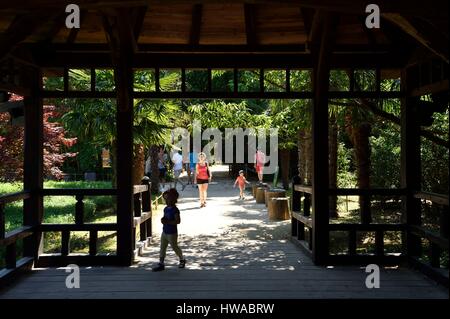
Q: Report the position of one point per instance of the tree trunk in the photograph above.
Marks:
(301, 152)
(332, 167)
(285, 156)
(308, 157)
(304, 156)
(138, 163)
(114, 164)
(154, 168)
(359, 135)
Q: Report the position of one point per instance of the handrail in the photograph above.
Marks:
(79, 191)
(433, 197)
(139, 189)
(13, 197)
(430, 235)
(303, 188)
(368, 191)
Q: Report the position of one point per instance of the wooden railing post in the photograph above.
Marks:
(443, 221)
(2, 221)
(295, 205)
(307, 204)
(79, 209)
(33, 180)
(322, 41)
(123, 75)
(410, 163)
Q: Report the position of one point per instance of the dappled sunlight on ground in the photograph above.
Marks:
(227, 234)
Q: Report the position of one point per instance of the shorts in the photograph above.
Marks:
(177, 173)
(202, 181)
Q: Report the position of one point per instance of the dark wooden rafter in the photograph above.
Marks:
(138, 17)
(54, 26)
(425, 34)
(308, 16)
(371, 38)
(196, 24)
(322, 37)
(21, 27)
(124, 46)
(407, 7)
(74, 32)
(250, 24)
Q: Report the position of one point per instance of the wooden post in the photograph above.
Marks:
(296, 198)
(124, 83)
(79, 210)
(321, 47)
(410, 163)
(33, 165)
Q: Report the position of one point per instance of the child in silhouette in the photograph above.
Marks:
(170, 232)
(241, 181)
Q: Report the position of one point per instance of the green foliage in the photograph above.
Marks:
(385, 156)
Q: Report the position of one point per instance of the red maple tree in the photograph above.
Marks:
(11, 145)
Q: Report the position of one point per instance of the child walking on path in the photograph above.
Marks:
(241, 181)
(170, 232)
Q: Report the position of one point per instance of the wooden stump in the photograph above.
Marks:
(254, 187)
(279, 208)
(260, 198)
(273, 193)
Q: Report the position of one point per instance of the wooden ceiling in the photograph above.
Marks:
(234, 23)
(219, 24)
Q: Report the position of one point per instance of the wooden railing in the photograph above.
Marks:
(142, 220)
(65, 257)
(302, 225)
(438, 241)
(9, 239)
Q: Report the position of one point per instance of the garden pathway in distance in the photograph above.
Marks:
(232, 251)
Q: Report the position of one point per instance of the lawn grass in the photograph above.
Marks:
(61, 209)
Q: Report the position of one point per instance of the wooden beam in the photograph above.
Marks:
(410, 164)
(308, 16)
(74, 31)
(194, 35)
(54, 59)
(250, 24)
(436, 10)
(33, 180)
(138, 18)
(322, 40)
(428, 38)
(19, 30)
(124, 47)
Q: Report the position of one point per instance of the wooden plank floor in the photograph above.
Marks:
(232, 251)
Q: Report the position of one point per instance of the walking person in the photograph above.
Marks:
(202, 178)
(177, 161)
(259, 161)
(191, 168)
(169, 235)
(241, 181)
(162, 162)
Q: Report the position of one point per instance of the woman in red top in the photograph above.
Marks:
(241, 181)
(202, 178)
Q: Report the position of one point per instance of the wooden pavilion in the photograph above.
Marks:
(319, 35)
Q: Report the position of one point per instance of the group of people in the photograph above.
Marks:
(202, 177)
(198, 171)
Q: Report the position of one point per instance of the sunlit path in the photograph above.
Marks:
(232, 251)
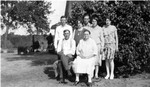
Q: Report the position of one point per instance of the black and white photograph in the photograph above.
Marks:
(75, 43)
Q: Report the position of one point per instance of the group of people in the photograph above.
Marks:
(84, 48)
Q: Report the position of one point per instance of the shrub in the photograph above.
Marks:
(132, 20)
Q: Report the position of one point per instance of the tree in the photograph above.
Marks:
(132, 20)
(15, 13)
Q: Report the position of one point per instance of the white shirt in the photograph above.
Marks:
(97, 35)
(59, 33)
(67, 46)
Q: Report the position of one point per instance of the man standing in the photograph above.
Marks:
(59, 31)
(86, 23)
(66, 50)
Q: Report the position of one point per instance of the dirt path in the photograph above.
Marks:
(29, 71)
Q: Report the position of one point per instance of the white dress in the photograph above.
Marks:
(85, 65)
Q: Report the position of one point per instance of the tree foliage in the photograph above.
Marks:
(132, 20)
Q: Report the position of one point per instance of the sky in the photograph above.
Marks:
(58, 6)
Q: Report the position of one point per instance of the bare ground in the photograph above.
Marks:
(31, 71)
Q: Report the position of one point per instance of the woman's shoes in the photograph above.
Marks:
(76, 83)
(89, 84)
(112, 77)
(107, 77)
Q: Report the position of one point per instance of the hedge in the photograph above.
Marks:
(132, 20)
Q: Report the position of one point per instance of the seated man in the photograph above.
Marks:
(66, 50)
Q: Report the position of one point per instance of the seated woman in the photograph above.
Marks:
(85, 61)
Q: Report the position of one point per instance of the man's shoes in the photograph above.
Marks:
(89, 84)
(76, 83)
(69, 73)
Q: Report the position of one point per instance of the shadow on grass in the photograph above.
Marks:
(36, 59)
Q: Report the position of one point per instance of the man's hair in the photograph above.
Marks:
(79, 20)
(66, 30)
(95, 18)
(63, 17)
(87, 31)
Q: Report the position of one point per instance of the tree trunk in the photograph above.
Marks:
(5, 37)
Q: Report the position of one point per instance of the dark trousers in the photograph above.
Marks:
(63, 65)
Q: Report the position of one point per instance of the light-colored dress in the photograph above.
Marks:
(78, 35)
(97, 35)
(110, 42)
(85, 65)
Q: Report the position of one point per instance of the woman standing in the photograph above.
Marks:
(97, 35)
(78, 33)
(85, 61)
(110, 47)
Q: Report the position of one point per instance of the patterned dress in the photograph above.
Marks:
(78, 35)
(97, 36)
(110, 42)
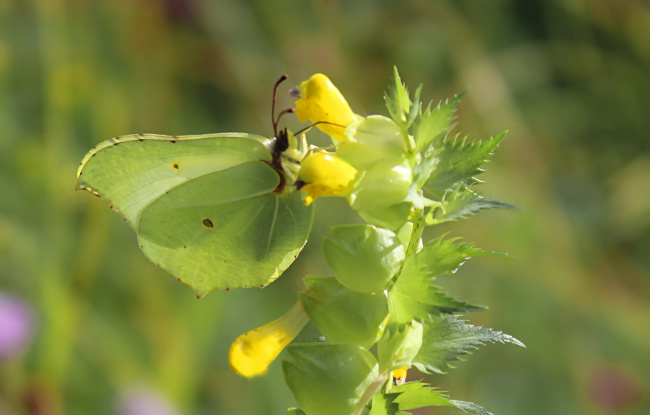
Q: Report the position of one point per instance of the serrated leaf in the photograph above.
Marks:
(470, 407)
(446, 338)
(344, 315)
(412, 296)
(439, 257)
(411, 395)
(461, 202)
(364, 258)
(457, 161)
(433, 123)
(414, 395)
(328, 378)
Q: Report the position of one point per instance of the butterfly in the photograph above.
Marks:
(213, 210)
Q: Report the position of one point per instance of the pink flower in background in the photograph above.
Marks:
(16, 325)
(145, 402)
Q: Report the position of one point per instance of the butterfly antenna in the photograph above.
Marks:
(319, 122)
(275, 94)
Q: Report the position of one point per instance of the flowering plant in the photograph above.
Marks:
(233, 210)
(379, 312)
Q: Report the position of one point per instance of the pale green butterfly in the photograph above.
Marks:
(211, 209)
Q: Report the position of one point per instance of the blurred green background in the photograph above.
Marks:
(568, 78)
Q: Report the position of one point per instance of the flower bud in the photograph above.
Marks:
(321, 102)
(252, 353)
(324, 174)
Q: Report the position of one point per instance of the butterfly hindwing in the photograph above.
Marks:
(203, 206)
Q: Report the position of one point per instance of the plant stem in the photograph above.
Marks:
(370, 392)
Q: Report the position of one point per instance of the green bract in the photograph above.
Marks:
(364, 258)
(344, 315)
(203, 207)
(328, 379)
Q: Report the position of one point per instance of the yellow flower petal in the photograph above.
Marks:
(321, 101)
(324, 174)
(252, 353)
(399, 376)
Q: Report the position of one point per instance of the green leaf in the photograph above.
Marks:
(399, 345)
(412, 296)
(389, 217)
(439, 257)
(470, 407)
(364, 258)
(431, 124)
(460, 203)
(328, 378)
(446, 338)
(382, 404)
(411, 395)
(343, 315)
(203, 207)
(397, 99)
(414, 395)
(457, 162)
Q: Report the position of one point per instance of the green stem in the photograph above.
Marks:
(374, 387)
(416, 233)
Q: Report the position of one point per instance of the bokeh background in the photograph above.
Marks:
(88, 325)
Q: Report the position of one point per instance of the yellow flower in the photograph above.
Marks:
(321, 101)
(399, 376)
(324, 174)
(252, 353)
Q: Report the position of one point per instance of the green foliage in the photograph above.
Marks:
(459, 203)
(457, 161)
(410, 395)
(399, 345)
(432, 124)
(446, 338)
(328, 378)
(344, 315)
(225, 210)
(399, 104)
(364, 258)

» What is expected
In the records above, find the line containing "green stem in the photograph above."; please retype it and every line after it through the last line, exactly and with nothing else.

» Task result
Q: Report the position of one point per instance of the green stem in the photograph above.
Marks:
(374, 387)
(416, 233)
Q: Report the position of one point per instance of the bokeh background in the photograph above.
Marks:
(88, 325)
Q: Report the position of one point per instance of the yellow flower in the photograph above.
Marks:
(321, 101)
(399, 376)
(324, 174)
(252, 353)
Q: Report the position of one point per instance of the green foliage in the photograph above.
Marks:
(459, 203)
(457, 161)
(410, 395)
(399, 345)
(432, 124)
(446, 338)
(328, 378)
(344, 315)
(225, 210)
(399, 104)
(364, 258)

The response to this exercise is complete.